THE REQUEST
The records that follow must be repeated verbatim, every one of them.

LISTED ENTRIES
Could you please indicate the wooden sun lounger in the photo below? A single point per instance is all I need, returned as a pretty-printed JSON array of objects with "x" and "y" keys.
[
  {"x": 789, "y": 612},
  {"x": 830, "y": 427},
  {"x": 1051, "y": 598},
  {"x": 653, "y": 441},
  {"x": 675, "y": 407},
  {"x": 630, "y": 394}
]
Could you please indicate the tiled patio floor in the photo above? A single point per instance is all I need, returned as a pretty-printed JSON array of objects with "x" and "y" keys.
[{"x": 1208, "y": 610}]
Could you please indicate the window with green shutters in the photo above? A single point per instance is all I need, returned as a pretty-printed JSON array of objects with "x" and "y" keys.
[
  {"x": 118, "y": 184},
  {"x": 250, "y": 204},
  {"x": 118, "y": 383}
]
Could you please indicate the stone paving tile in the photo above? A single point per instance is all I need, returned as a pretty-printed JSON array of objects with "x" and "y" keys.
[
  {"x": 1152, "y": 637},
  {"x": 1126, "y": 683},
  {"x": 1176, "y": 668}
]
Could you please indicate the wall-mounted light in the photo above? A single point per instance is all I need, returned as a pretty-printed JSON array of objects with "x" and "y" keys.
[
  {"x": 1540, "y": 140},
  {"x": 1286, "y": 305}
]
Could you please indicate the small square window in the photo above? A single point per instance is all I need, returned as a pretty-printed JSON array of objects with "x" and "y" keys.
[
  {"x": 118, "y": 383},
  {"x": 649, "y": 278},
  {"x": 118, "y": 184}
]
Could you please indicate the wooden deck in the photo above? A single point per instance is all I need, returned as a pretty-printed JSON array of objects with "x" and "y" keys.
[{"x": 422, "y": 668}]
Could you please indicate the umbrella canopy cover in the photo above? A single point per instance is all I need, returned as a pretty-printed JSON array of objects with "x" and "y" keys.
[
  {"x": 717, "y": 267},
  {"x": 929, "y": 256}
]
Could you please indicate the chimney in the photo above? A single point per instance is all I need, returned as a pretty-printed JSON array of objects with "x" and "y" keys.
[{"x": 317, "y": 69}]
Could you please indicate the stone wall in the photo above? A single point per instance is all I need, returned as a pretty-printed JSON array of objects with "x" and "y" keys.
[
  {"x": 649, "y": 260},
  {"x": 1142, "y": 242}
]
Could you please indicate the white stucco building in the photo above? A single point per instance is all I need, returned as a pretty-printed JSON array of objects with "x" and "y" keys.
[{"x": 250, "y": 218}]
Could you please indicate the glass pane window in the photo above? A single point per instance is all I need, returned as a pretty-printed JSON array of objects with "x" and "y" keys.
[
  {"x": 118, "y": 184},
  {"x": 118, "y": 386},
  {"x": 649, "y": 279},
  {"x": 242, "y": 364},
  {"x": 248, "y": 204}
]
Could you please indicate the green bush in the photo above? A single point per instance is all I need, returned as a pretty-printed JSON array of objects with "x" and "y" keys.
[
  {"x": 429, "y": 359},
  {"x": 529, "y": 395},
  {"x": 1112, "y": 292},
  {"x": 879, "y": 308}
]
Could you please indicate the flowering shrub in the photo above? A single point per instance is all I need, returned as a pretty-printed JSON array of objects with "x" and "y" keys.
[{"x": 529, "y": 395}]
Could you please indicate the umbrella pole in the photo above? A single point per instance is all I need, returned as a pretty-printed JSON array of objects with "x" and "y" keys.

TASK ANSWER
Could you please indicate the wooden sun lounger in the photo below? A single point per instance is all I need, returned as a pretty-printed JSON array of objects with "x" and "y" keys.
[
  {"x": 789, "y": 612},
  {"x": 830, "y": 427},
  {"x": 1051, "y": 598},
  {"x": 653, "y": 441},
  {"x": 675, "y": 407},
  {"x": 630, "y": 394}
]
Could you please indicate the tiled patio floor in the photo above? A single point per instance is all I need, returned as a pretty-printed JSON array of objects with "x" and "y" keys.
[{"x": 1208, "y": 610}]
Could you please indicate the window with green shutters in the photo above? A single point per instance is all I need, returned as a pretty-printed JSON array of objects with "x" and "y" keys.
[
  {"x": 118, "y": 184},
  {"x": 250, "y": 204},
  {"x": 118, "y": 383}
]
Could you please indicate the stone paving tile in the photo above? A single point per instance is all I need, returned as a pretty-printed JSON array of objects with "x" and "y" keys.
[
  {"x": 1152, "y": 637},
  {"x": 1126, "y": 683},
  {"x": 1176, "y": 668}
]
Could you please indicate the wall-mounted light in the photo above? A single point per instance is all I need, returned as a pretty-printed JSON array of objects with "x" and "y" keys.
[
  {"x": 1540, "y": 140},
  {"x": 1286, "y": 305}
]
Could you please indicate the small square window in the photo above? A single point per instance is all I need, returned as a pretty-printed JSON array of objects with "x" and "y" keys.
[
  {"x": 118, "y": 383},
  {"x": 649, "y": 278},
  {"x": 118, "y": 184}
]
Could you please indicate the wooden deck in the photo above? A single point per instance is all I need, returned as a pretty-printed JSON array of objects with "x" and "y" keys.
[{"x": 422, "y": 668}]
Could you please indicate the umbrella canopy cover in the photo above? A single point per instance is all I need, returned as a pretty-printed JSON array of objects with "x" and "y" keys.
[
  {"x": 717, "y": 267},
  {"x": 929, "y": 256}
]
Could you please indicate the chimney in the photo above? A single point per instance is all I need, returned as a pretty-printed JSON array of objects with "x" and "y" keys.
[{"x": 317, "y": 69}]
Could you please indicate the stone wall in the photo above? A single point per instance is all I need, returned as a pretty-printed JSON array of objects with "x" and "y" keys.
[
  {"x": 649, "y": 260},
  {"x": 1142, "y": 242}
]
Could you please indicate the white stucco building in the photo above? A single point per instance is all I need, returned as a pretty-printed JSON array of objects with "x" and "y" keys.
[{"x": 250, "y": 218}]
Could you please indicate the glass pane window in the photo above? A single point per instance is all I need, returned as a pretty-printed JSON array of objects with "x" and "y" keys.
[
  {"x": 118, "y": 184},
  {"x": 118, "y": 386},
  {"x": 649, "y": 279},
  {"x": 242, "y": 364},
  {"x": 248, "y": 204}
]
Could you please indicate the green bush in the photo above? A single point per instance is all I need, returned as a pretty-printed JSON array of objects with "x" and "y" keys.
[
  {"x": 429, "y": 359},
  {"x": 529, "y": 395},
  {"x": 1112, "y": 292},
  {"x": 879, "y": 308}
]
Could you please indicate the flowering shrub in the photo above? A single point per instance is all I need, returned as a pretty-printed JSON array of objects with "x" and "y" keys.
[{"x": 529, "y": 395}]
Could you please indicate the umbrella pole in the photo above? A single point per instance is all I need, returned as a pretty-printed JSON array of objects with "x" and "y" keys.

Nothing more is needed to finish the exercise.